Tarefa proposta:
Transcreva sem alterações a parte do trecho sobre benefícios fiscais no Distrito Federal que começa nas palavras "O objetivo era" e termina após "opina Valdir Oliveira.".

Trecho fornecido:
☆ ☆ ☆ ☆ ☆ ☆ ☆
O secretário de Desenvolvimento Econômico do Distrito Federal, Valdir
Oliveira, defende a concessão de benefícios às empresas. “Não concordo com a
tese de que benefícios fiscais atrapalham as finanças públicas, de jeito
nenhum. Se forem bem aplicados, sem passar dos limites e afastando a tese de
desvios de conduta, eles trazem inúmeros ganhos para a economia”, diz Valdir.
Ele defende um tripé para melhorar o desenvolvimento. “O Distrito Federal
precisa de crédito de fomento, de um programa para compras governamentais e de
benefícios em forma de estímulos, sejam econômicos ou fiscais. Com esse tripé,
certamente há um estímulo à economia”, afirma.
Valdir Oliveira argumenta ainda que é preciso estimular a renda e a
produção. “Temos que balancear em busca do equilíbrio. O direcionamento desses
programas precisa se dar em uma lógica favorável ao aumento de faturamento e de
geração de emprego. A empresa que fatura mais vai pagar mais impostos,
reforçando o caixa do governo”, justifica o secretário. “A elevação da carga
tributária reduz o faturamento das empresas”, pondera. Mas Valdir reconhece que
a concessão de benefícios “não pode passar do ponto”. “É preciso compreender
esse limite e trabalhar dentro dele”, argumenta.
Como o Correio mostrou na edição da última quarta-feira, a lei que
reduziu de 25% para 12% a alíquota de ICMS sobre o combustível para a aviação
civil, aprovada em 2013 pela Câmara Legislativa, provocou uma renúncia de
arrecadação que pode chegar a R$ 776 milhões até o próximo ano.
O objetivo era oferecer mais opções de voos diretos de Brasília e ainda
incrementar a arrecadação com o aumento do consumo de querosene. Dados da
Inframérica, concessionária que administra o Aeroporto Internacional de
Brasília, indicam, no entanto, que o número de pousos e decolagens no terminal
caiu desde 2012. Foram 188.528 naquele ano e 161.167 em 2016. Entre janeiro e
maio deste ano, 59,8 mil voos saíram ou chegaram em Brasília. No mesmo período
de 2016, foram 70,3 mil.
O secretário de Desenvolvimento Econômico diz que a situação econômica do
país deve ser considerada. “Os benefícios não podem ser analisados de forma
cartesiana. Talvez, em função da grave crise, sem eles, a situação estivesse
muito pior do que está. No caso do querosene da aviação, sem essa renúncia,
talvez o aeroporto tivesse fechado as portas”, opina Valdir Oliveira.
☆ ☆ ☆ ☆ ☆ ☆ ☆
Seção de dados:

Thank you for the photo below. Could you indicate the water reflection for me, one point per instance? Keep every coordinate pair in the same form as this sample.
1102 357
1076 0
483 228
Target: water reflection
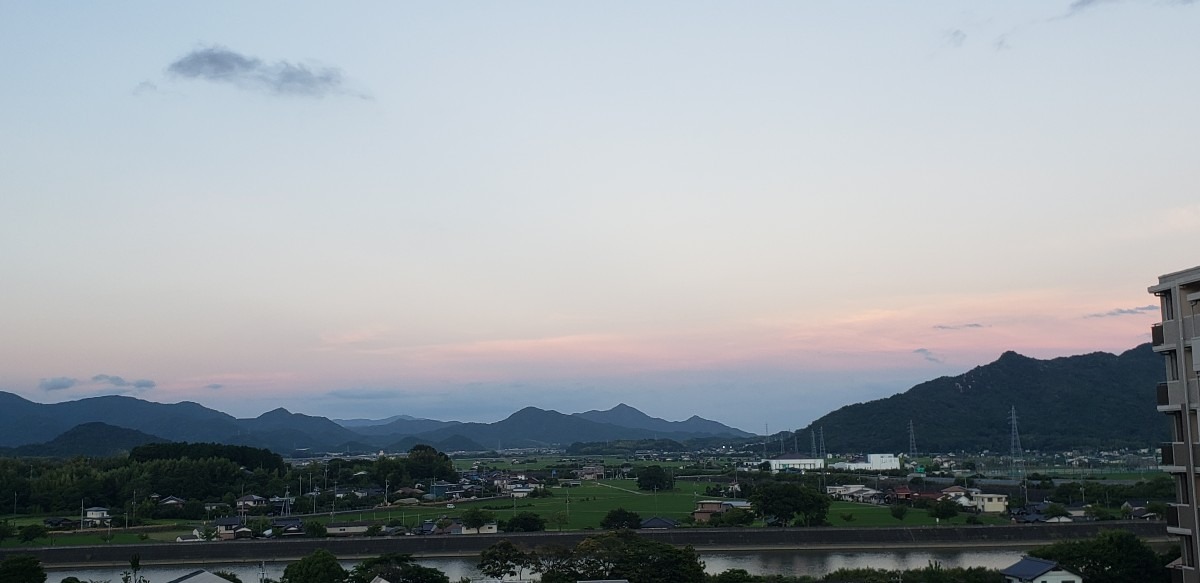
760 563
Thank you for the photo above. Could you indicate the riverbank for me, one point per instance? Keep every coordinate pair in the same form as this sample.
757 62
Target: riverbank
702 539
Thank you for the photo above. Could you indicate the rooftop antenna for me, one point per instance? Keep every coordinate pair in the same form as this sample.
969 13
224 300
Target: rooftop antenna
1017 462
912 442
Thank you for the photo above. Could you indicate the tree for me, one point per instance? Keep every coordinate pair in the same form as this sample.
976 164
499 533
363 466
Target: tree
525 522
1111 557
321 566
732 517
783 502
30 533
315 529
503 559
475 518
395 568
945 509
621 518
6 530
1055 510
654 478
22 569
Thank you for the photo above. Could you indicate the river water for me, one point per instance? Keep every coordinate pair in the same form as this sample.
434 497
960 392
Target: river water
760 563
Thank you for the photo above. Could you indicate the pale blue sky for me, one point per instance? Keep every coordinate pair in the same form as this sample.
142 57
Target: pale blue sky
454 210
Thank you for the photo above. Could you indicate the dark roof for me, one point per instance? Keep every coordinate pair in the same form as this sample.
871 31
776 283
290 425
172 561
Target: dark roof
1030 568
658 522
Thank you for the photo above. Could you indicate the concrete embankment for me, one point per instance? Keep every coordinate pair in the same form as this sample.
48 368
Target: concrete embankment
702 539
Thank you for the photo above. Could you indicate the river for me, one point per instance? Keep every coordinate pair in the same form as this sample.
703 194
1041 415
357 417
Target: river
760 563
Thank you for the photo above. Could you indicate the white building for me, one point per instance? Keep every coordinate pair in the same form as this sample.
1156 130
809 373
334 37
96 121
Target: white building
795 463
875 462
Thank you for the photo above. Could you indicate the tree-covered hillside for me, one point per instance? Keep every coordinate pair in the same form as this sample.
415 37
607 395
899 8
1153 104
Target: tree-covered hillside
1089 401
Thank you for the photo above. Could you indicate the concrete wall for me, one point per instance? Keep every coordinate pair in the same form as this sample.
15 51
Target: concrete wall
749 539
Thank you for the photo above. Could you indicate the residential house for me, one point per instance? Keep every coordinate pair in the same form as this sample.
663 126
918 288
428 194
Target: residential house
658 522
251 502
201 576
96 517
706 509
231 527
347 528
1033 570
793 462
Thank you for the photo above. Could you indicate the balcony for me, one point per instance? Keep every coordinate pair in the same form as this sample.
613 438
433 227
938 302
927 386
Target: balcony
1180 516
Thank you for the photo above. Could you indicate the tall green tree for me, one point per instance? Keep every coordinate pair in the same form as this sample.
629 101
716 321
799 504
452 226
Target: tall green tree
1110 557
474 518
503 559
621 518
395 568
321 566
654 478
525 522
785 502
22 569
945 509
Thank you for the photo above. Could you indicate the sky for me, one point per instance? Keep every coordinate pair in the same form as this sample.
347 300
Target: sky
755 212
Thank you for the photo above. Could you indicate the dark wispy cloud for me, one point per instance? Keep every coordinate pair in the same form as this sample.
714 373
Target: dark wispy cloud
1116 312
222 65
57 384
363 394
1078 6
957 326
955 37
928 355
112 379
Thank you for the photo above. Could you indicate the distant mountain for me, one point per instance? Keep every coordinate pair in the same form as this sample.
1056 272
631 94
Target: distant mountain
353 424
403 427
94 439
628 416
304 431
24 422
1096 400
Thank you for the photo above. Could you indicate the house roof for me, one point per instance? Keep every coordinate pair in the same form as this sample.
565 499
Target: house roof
201 576
1030 568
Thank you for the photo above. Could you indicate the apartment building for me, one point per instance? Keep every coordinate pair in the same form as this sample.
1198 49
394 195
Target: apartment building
1179 397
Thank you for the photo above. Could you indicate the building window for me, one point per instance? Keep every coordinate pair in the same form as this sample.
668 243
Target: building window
1167 300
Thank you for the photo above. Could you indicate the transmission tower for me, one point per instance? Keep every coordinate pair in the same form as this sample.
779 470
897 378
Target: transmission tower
1017 463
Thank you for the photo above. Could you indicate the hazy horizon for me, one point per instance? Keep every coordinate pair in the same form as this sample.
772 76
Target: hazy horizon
754 214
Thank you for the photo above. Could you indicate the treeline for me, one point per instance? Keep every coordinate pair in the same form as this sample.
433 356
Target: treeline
624 446
180 470
244 455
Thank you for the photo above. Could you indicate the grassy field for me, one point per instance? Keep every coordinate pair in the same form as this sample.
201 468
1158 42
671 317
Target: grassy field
583 506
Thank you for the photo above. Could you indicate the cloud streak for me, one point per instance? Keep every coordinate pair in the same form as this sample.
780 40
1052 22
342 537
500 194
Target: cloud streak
957 326
928 355
225 66
114 380
57 384
1116 312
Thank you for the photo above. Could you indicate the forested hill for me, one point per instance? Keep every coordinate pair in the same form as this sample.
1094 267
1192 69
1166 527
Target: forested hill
1090 401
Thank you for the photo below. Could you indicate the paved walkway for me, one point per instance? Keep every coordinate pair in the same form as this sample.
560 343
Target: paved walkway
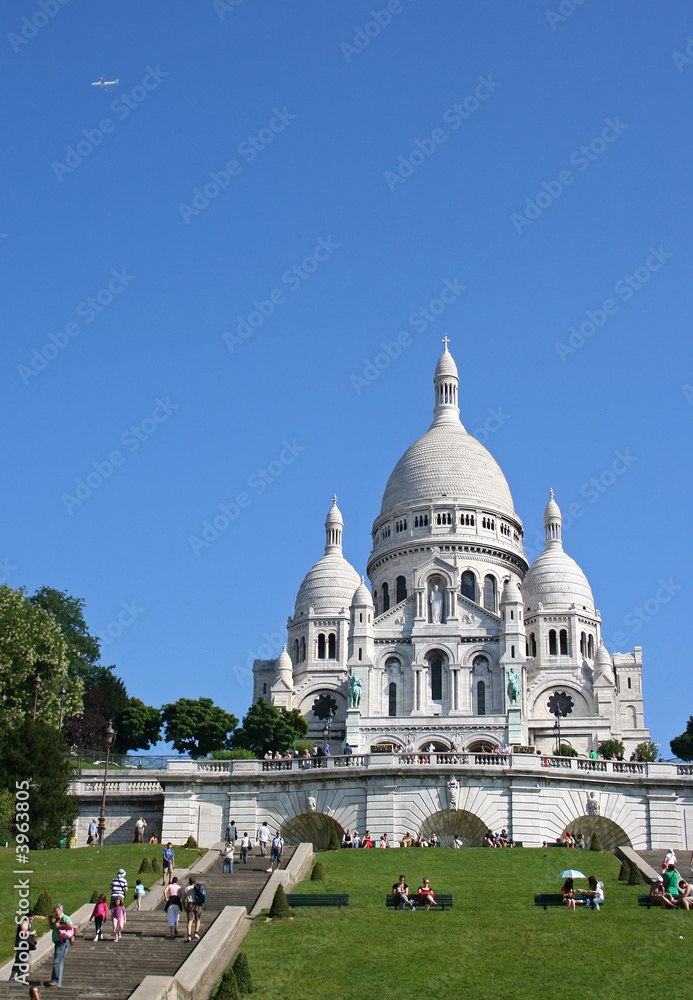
108 970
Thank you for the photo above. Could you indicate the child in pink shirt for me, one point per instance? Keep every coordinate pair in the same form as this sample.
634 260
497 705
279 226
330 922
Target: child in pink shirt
118 915
99 914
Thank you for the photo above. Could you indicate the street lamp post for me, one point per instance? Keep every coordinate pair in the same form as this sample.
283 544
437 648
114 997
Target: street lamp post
37 688
63 692
109 736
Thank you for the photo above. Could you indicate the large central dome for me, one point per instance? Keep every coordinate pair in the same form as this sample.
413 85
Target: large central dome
447 463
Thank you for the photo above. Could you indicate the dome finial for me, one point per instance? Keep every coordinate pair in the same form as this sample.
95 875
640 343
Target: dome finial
446 381
333 528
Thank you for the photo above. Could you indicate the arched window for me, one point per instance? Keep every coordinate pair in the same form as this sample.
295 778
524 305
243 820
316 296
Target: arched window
392 699
490 593
468 585
436 672
480 698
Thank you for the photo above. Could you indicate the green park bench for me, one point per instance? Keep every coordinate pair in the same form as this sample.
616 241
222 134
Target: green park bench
554 899
318 899
443 899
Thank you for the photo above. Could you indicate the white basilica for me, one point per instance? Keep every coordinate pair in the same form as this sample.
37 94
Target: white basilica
461 643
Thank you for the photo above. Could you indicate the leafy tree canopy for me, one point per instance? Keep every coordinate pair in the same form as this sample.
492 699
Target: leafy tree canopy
198 727
31 643
266 727
37 753
682 746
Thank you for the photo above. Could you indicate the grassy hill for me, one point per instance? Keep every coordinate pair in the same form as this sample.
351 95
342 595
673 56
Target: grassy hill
494 944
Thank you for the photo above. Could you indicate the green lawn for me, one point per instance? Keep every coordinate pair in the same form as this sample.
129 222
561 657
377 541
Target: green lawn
71 876
494 944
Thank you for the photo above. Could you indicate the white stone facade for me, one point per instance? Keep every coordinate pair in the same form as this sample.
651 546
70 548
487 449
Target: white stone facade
454 609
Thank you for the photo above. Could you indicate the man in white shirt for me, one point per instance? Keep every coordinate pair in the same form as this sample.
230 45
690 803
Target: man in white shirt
277 851
263 838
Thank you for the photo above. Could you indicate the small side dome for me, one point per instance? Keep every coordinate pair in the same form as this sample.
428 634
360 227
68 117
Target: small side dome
284 661
362 596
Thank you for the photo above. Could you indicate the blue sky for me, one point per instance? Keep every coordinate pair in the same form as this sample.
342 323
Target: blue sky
307 161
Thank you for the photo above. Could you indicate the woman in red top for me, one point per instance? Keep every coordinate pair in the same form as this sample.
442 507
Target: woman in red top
426 895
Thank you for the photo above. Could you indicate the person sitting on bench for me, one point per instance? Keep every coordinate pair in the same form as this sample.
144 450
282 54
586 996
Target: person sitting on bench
426 895
400 892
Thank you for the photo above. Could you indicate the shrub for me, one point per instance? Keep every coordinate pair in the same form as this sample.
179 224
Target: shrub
318 872
635 876
241 971
44 904
228 987
280 907
609 749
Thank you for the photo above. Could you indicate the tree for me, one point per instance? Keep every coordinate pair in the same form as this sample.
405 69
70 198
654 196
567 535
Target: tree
36 753
197 727
647 751
31 643
610 748
268 728
139 727
682 746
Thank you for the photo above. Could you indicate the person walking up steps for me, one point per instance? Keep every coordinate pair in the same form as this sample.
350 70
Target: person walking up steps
194 898
119 917
99 914
263 838
277 851
119 886
169 858
63 933
227 855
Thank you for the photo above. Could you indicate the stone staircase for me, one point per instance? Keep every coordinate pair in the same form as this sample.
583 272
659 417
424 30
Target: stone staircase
108 970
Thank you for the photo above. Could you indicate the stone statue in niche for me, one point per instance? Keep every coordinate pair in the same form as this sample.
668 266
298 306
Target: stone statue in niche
☆ ☆ ☆ ☆ ☆ ☆ ☆
Resultado da tarefa:
O objetivo era oferecer mais opções de voos diretos de Brasília e ainda
incrementar a arrecadação com o aumento do consumo de querosene. Dados da
Inframérica, concessionária que administra o Aeroporto Internacional de
Brasília, indicam, no entanto, que o número de pousos e decolagens no terminal
caiu desde 2012. Foram 188.528 naquele ano e 161.167 em 2016. Entre janeiro e
maio deste ano, 59,8 mil voos saíram ou chegaram em Brasília. No mesmo período
de 2016, foram 70,3 mil.
O secretário de Desenvolvimento Econômico diz que a situação econômica do
país deve ser considerada. “Os benefícios não podem ser analisados de forma
cartesiana. Talvez, em função da grave crise, sem eles, a situação estivesse
muito pior do que está. No caso do querosene da aviação, sem essa renúncia,
talvez o aeroporto tivesse fechado as portas”, opina Valdir Oliveira.